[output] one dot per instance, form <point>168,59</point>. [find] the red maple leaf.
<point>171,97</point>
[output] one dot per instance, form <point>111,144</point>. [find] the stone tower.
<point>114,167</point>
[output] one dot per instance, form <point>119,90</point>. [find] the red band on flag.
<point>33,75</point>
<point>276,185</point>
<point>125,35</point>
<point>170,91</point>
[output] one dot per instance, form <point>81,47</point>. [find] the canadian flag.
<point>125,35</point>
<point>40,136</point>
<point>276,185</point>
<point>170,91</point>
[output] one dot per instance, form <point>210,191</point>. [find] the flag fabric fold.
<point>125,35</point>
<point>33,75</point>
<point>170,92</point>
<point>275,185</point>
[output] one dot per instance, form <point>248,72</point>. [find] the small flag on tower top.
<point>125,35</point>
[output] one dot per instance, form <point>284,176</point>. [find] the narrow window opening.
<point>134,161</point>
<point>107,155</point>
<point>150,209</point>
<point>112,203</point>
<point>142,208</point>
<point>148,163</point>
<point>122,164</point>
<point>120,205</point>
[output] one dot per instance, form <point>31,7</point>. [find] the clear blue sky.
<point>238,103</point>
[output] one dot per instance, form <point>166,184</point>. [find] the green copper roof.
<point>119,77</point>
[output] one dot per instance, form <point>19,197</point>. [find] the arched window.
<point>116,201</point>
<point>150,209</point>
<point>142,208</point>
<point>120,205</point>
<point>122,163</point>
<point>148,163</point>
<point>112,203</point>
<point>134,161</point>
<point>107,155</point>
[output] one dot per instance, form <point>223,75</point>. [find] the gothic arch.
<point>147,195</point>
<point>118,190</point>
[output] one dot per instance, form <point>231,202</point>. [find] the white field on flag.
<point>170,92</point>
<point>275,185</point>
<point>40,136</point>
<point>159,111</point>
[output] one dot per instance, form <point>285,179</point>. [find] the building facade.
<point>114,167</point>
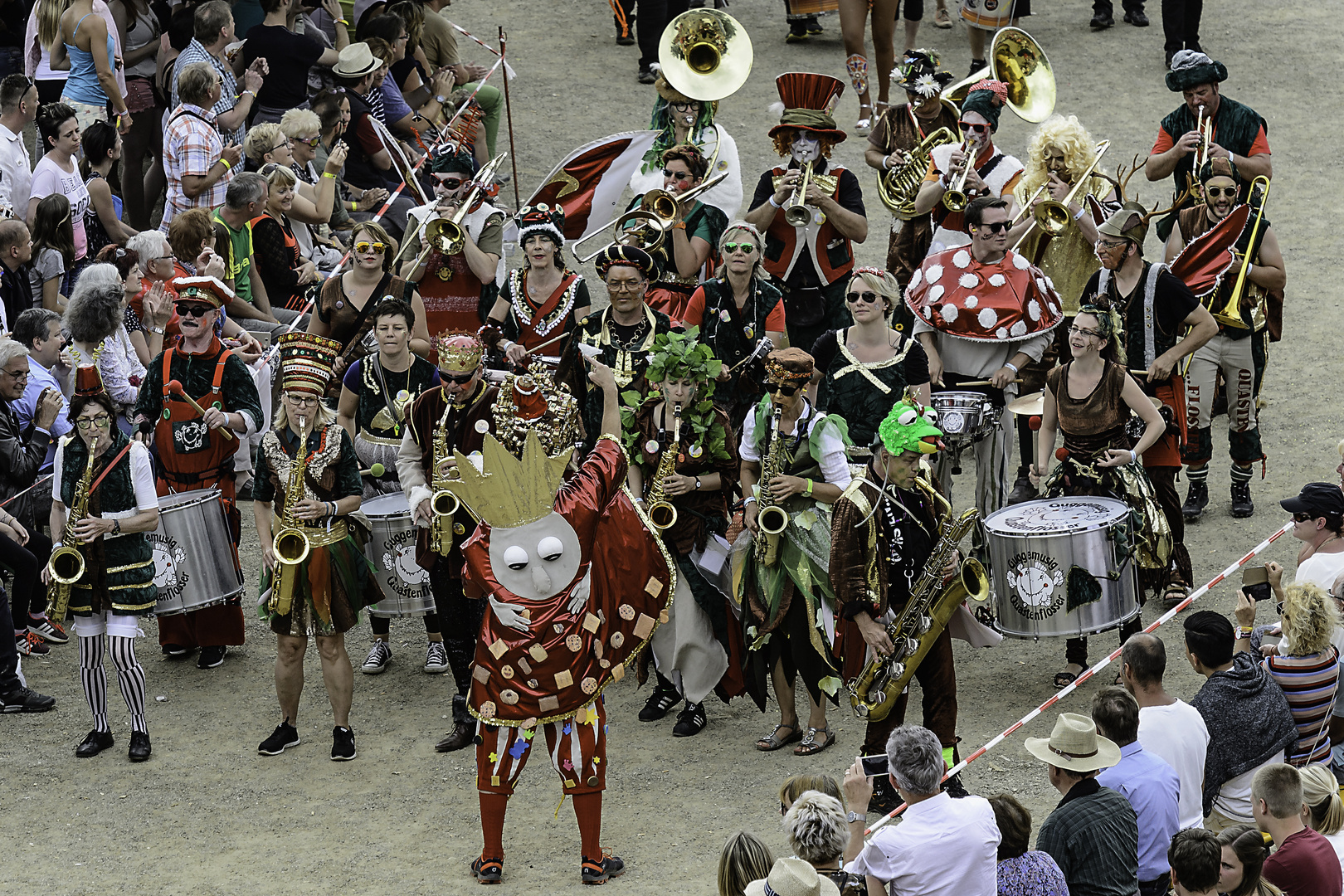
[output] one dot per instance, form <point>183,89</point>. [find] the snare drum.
<point>1062,567</point>
<point>392,550</point>
<point>194,557</point>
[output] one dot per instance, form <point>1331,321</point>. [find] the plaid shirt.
<point>191,147</point>
<point>1093,835</point>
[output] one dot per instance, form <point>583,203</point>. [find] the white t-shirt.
<point>1177,735</point>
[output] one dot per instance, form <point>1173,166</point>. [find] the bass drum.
<point>194,555</point>
<point>1062,567</point>
<point>392,550</point>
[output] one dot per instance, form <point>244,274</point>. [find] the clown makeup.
<point>806,149</point>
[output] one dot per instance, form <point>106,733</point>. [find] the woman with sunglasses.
<point>784,598</point>
<point>116,592</point>
<point>863,370</point>
<point>1090,401</point>
<point>737,310</point>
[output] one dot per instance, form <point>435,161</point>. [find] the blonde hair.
<point>1322,794</point>
<point>1062,134</point>
<point>1311,618</point>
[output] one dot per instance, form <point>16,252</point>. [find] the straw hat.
<point>1074,744</point>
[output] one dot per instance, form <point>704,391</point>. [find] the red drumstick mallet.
<point>175,386</point>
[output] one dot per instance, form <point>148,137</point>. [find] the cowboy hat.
<point>1074,744</point>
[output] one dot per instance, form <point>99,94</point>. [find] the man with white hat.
<point>1093,833</point>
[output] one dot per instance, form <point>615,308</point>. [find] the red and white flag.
<point>587,183</point>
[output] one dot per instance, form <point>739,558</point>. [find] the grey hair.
<point>916,759</point>
<point>95,309</point>
<point>11,349</point>
<point>816,828</point>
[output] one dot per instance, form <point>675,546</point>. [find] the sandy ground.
<point>208,816</point>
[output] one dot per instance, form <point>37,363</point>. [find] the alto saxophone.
<point>661,512</point>
<point>772,519</point>
<point>925,616</point>
<point>67,564</point>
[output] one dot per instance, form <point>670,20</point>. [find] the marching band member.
<point>455,416</point>
<point>897,132</point>
<point>374,399</point>
<point>455,288</point>
<point>1153,305</point>
<point>992,173</point>
<point>680,422</point>
<point>1231,351</point>
<point>543,299</point>
<point>810,264</point>
<point>801,468</point>
<point>117,589</point>
<point>192,451</point>
<point>321,594</point>
<point>686,254</point>
<point>735,310</point>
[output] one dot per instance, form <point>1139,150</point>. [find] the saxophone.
<point>661,512</point>
<point>925,616</point>
<point>772,519</point>
<point>67,564</point>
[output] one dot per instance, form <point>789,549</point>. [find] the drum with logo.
<point>194,559</point>
<point>1062,567</point>
<point>392,550</point>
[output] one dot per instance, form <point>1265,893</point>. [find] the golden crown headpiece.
<point>509,492</point>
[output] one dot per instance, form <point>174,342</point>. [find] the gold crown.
<point>509,492</point>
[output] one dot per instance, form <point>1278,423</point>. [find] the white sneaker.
<point>436,660</point>
<point>378,659</point>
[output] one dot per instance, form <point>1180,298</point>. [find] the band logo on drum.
<point>1035,582</point>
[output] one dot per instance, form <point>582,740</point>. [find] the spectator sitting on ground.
<point>1023,872</point>
<point>913,857</point>
<point>1195,859</point>
<point>1324,807</point>
<point>1304,864</point>
<point>743,860</point>
<point>1246,715</point>
<point>1151,786</point>
<point>1170,728</point>
<point>1093,833</point>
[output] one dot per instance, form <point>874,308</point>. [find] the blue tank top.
<point>82,85</point>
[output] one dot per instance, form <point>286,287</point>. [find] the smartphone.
<point>875,766</point>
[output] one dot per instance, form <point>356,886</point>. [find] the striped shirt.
<point>1309,684</point>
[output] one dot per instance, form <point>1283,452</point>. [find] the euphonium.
<point>925,616</point>
<point>67,564</point>
<point>772,519</point>
<point>661,512</point>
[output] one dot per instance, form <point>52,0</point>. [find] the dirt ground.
<point>208,816</point>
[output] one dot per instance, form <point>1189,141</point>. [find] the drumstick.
<point>177,387</point>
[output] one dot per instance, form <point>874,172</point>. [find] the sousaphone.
<point>706,54</point>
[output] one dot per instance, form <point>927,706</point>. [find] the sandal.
<point>810,746</point>
<point>773,740</point>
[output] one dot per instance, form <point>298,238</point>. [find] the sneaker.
<point>26,700</point>
<point>47,631</point>
<point>280,740</point>
<point>212,657</point>
<point>343,744</point>
<point>436,659</point>
<point>378,659</point>
<point>602,871</point>
<point>30,645</point>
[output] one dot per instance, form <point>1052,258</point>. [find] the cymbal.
<point>1031,405</point>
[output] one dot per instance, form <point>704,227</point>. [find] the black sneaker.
<point>26,700</point>
<point>212,657</point>
<point>95,743</point>
<point>280,740</point>
<point>343,744</point>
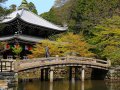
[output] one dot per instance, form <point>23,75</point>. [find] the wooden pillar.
<point>70,73</point>
<point>1,66</point>
<point>76,73</point>
<point>16,77</point>
<point>42,74</point>
<point>83,73</point>
<point>51,74</point>
<point>11,66</point>
<point>82,86</point>
<point>46,74</point>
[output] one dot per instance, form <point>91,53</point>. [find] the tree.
<point>13,7</point>
<point>107,39</point>
<point>17,50</point>
<point>75,44</point>
<point>66,44</point>
<point>82,15</point>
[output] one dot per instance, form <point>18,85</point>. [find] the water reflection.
<point>67,85</point>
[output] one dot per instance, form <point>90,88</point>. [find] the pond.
<point>67,85</point>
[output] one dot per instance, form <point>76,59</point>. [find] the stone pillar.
<point>70,73</point>
<point>51,74</point>
<point>42,74</point>
<point>83,73</point>
<point>46,74</point>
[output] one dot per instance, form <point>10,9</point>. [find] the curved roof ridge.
<point>46,20</point>
<point>31,18</point>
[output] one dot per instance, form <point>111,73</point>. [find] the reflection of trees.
<point>113,85</point>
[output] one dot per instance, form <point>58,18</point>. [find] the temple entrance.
<point>9,53</point>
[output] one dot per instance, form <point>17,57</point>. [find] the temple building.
<point>24,28</point>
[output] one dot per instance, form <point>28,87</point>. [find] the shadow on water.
<point>67,85</point>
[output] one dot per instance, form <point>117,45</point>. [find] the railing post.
<point>67,57</point>
<point>46,74</point>
<point>83,73</point>
<point>51,74</point>
<point>57,57</point>
<point>16,66</point>
<point>109,63</point>
<point>42,74</point>
<point>1,66</point>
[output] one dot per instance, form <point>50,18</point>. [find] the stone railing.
<point>60,61</point>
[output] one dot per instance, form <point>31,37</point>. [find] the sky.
<point>41,5</point>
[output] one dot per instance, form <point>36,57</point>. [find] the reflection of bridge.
<point>52,62</point>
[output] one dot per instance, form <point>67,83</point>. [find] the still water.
<point>67,85</point>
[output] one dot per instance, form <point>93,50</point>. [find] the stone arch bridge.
<point>52,62</point>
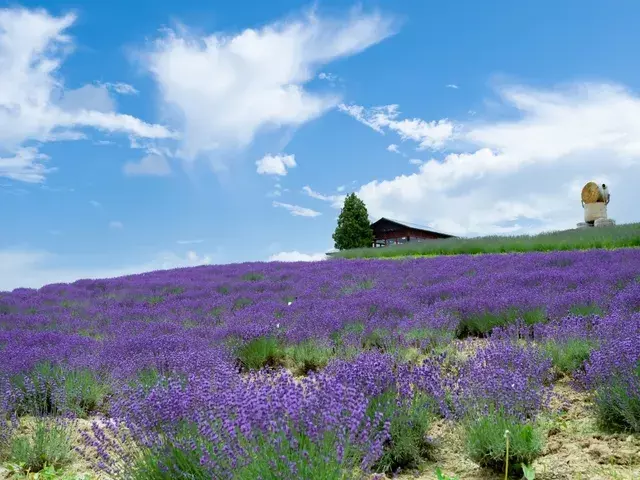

▸ **Stated task**
Rewrite the rows in the part that opens with the line containing "[output] one dot per instance, form <point>19,197</point>." and closes with the line containing "<point>587,183</point>", replacing "woman with sunglasses" with "person with sunglasses" and leaving everything else unchanged. Omit the pictures from your answer.

▸ **Reply**
[output] one dot per instance, form <point>19,197</point>. [find] the arched window.
<point>116,201</point>
<point>150,209</point>
<point>142,208</point>
<point>120,205</point>
<point>122,163</point>
<point>148,163</point>
<point>112,203</point>
<point>134,161</point>
<point>107,155</point>
[output] one dot per instance, form <point>223,75</point>. [find] the gothic arch.
<point>147,195</point>
<point>118,190</point>
[output] one dot per instance, form <point>231,202</point>. [find] the white field on flag.
<point>170,92</point>
<point>275,185</point>
<point>40,136</point>
<point>159,111</point>
[output] one dot per instance, form <point>285,179</point>. [find] the building facade.
<point>114,167</point>
[output] one dot per instance, form <point>183,89</point>. [find] the snare drum.
<point>1062,567</point>
<point>392,550</point>
<point>194,557</point>
[output] one dot per instance, form <point>1331,321</point>. [find] the plaid shirt.
<point>191,147</point>
<point>1093,835</point>
[output] one dot per instance, form <point>583,203</point>. [find] the white t-shirt.
<point>1177,735</point>
[output] one dot per instance, form <point>1173,166</point>. [find] the bass drum.
<point>194,555</point>
<point>1062,567</point>
<point>392,550</point>
[output] one dot per instance, form <point>244,274</point>. [find] the clown makeup.
<point>806,149</point>
[output] one dot per instance, form <point>106,733</point>. [find] the person with sunglasses.
<point>784,598</point>
<point>116,592</point>
<point>863,370</point>
<point>1090,401</point>
<point>737,310</point>
[output] one dot per instance, form <point>435,161</point>. [find] the blonde hair.
<point>1322,794</point>
<point>1062,134</point>
<point>1311,618</point>
[output] one dot per instance, form <point>16,252</point>. [find] the straw hat.
<point>1074,744</point>
[output] one dot per instance, form <point>704,391</point>. [find] the red drumstick mallet.
<point>175,386</point>
[output] one dot per instance, form <point>148,137</point>. [find] the cowboy hat.
<point>1074,744</point>
[output] one dot per instance, form <point>99,94</point>. [find] the man with white hat.
<point>1093,833</point>
[output] one dot per instance, form <point>615,308</point>. [find] the red and white flag.
<point>587,183</point>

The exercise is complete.